Extract from the listing below every line that contains the string "green", treating uppercase and lowercase letters as distinct.

------ Given records

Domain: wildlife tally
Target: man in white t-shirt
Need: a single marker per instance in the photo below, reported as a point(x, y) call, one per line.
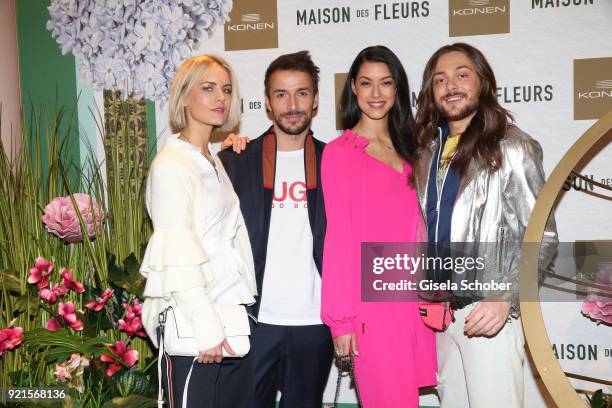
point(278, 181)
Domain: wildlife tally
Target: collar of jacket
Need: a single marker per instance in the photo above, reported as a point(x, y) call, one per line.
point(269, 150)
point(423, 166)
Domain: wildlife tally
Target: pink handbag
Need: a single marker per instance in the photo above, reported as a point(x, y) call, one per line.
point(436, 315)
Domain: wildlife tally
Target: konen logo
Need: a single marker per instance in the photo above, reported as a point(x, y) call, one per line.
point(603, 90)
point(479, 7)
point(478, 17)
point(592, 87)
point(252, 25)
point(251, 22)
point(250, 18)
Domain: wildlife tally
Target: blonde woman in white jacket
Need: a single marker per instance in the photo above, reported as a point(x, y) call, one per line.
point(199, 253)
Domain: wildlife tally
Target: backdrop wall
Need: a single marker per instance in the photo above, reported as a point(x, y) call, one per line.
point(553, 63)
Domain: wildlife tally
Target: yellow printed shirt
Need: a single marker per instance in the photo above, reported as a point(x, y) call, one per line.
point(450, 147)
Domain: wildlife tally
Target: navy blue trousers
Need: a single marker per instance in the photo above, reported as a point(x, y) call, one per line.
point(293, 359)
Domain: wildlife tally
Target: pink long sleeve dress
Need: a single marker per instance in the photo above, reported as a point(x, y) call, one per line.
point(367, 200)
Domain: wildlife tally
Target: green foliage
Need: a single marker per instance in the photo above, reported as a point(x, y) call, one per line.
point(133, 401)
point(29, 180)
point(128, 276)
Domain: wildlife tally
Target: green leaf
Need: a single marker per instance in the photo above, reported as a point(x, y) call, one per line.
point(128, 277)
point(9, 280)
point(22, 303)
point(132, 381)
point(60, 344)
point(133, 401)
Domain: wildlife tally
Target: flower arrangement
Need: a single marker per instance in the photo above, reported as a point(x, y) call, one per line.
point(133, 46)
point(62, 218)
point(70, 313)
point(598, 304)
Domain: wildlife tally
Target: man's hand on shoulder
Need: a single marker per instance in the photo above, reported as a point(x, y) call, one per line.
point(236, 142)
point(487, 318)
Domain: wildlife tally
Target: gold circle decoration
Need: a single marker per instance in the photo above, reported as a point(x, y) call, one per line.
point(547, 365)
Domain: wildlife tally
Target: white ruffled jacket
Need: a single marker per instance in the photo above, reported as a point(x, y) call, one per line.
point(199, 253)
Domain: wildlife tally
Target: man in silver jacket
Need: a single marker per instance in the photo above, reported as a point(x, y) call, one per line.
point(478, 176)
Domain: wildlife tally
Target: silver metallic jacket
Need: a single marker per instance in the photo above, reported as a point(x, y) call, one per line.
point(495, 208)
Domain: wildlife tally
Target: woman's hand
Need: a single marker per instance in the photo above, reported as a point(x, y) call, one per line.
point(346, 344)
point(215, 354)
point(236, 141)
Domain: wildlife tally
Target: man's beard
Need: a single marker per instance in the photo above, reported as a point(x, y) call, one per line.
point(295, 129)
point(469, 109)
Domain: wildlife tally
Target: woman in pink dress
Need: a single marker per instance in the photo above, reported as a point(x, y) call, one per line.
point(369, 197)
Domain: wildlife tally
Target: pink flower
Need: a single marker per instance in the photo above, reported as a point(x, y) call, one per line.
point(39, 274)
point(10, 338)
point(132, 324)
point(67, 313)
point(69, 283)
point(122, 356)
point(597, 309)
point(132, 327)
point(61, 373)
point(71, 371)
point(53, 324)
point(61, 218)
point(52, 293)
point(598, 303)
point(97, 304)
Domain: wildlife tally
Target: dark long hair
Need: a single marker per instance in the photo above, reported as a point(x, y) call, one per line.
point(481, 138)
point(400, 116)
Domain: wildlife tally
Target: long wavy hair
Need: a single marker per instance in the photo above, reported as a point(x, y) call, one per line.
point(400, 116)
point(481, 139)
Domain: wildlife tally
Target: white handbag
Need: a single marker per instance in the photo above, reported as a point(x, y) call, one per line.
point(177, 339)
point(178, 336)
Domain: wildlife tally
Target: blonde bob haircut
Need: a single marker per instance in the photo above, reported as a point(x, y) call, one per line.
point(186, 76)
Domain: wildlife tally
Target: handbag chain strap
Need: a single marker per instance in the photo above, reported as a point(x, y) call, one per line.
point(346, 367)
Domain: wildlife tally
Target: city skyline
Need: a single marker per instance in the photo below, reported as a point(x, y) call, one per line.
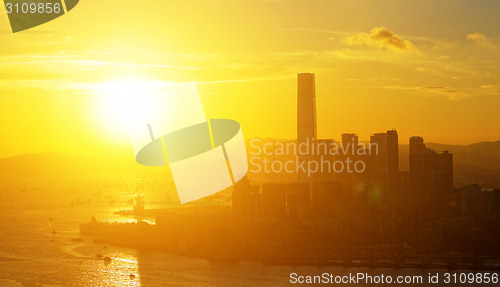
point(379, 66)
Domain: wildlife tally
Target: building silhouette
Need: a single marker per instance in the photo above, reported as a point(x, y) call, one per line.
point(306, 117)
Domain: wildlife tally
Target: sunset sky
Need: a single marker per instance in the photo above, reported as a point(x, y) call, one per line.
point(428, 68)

------------
------ Given records

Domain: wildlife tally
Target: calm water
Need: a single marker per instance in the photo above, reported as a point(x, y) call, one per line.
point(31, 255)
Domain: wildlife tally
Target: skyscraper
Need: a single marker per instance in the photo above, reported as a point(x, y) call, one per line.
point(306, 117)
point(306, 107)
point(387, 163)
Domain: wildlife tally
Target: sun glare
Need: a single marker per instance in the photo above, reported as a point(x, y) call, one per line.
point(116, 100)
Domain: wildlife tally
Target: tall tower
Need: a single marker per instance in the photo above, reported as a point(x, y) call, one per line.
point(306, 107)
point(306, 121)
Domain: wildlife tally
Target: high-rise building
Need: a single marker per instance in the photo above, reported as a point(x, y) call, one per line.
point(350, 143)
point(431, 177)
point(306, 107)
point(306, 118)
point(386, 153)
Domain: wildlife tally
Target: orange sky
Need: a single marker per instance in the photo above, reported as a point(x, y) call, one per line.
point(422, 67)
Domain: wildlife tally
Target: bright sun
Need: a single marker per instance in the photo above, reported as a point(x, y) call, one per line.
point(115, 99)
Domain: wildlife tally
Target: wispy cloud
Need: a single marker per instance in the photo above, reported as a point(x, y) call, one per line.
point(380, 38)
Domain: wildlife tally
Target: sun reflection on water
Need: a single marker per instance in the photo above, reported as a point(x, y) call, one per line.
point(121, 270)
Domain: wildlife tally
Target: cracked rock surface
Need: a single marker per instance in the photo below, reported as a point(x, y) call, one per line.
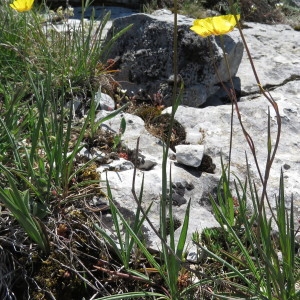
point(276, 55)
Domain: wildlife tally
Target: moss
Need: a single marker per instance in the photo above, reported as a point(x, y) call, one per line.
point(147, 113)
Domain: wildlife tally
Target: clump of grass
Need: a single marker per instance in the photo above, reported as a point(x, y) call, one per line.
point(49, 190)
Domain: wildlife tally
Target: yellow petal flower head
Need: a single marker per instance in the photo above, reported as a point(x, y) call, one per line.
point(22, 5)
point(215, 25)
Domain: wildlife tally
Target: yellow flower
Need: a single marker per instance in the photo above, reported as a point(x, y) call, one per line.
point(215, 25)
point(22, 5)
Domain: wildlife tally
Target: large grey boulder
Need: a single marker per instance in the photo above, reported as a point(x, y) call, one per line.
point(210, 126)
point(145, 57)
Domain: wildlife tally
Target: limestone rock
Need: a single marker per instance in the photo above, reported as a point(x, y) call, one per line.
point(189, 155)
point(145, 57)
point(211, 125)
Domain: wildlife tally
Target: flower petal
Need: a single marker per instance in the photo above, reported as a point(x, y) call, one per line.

------------

▶ [Task solution]:
Target: green foliage
Target: green leaf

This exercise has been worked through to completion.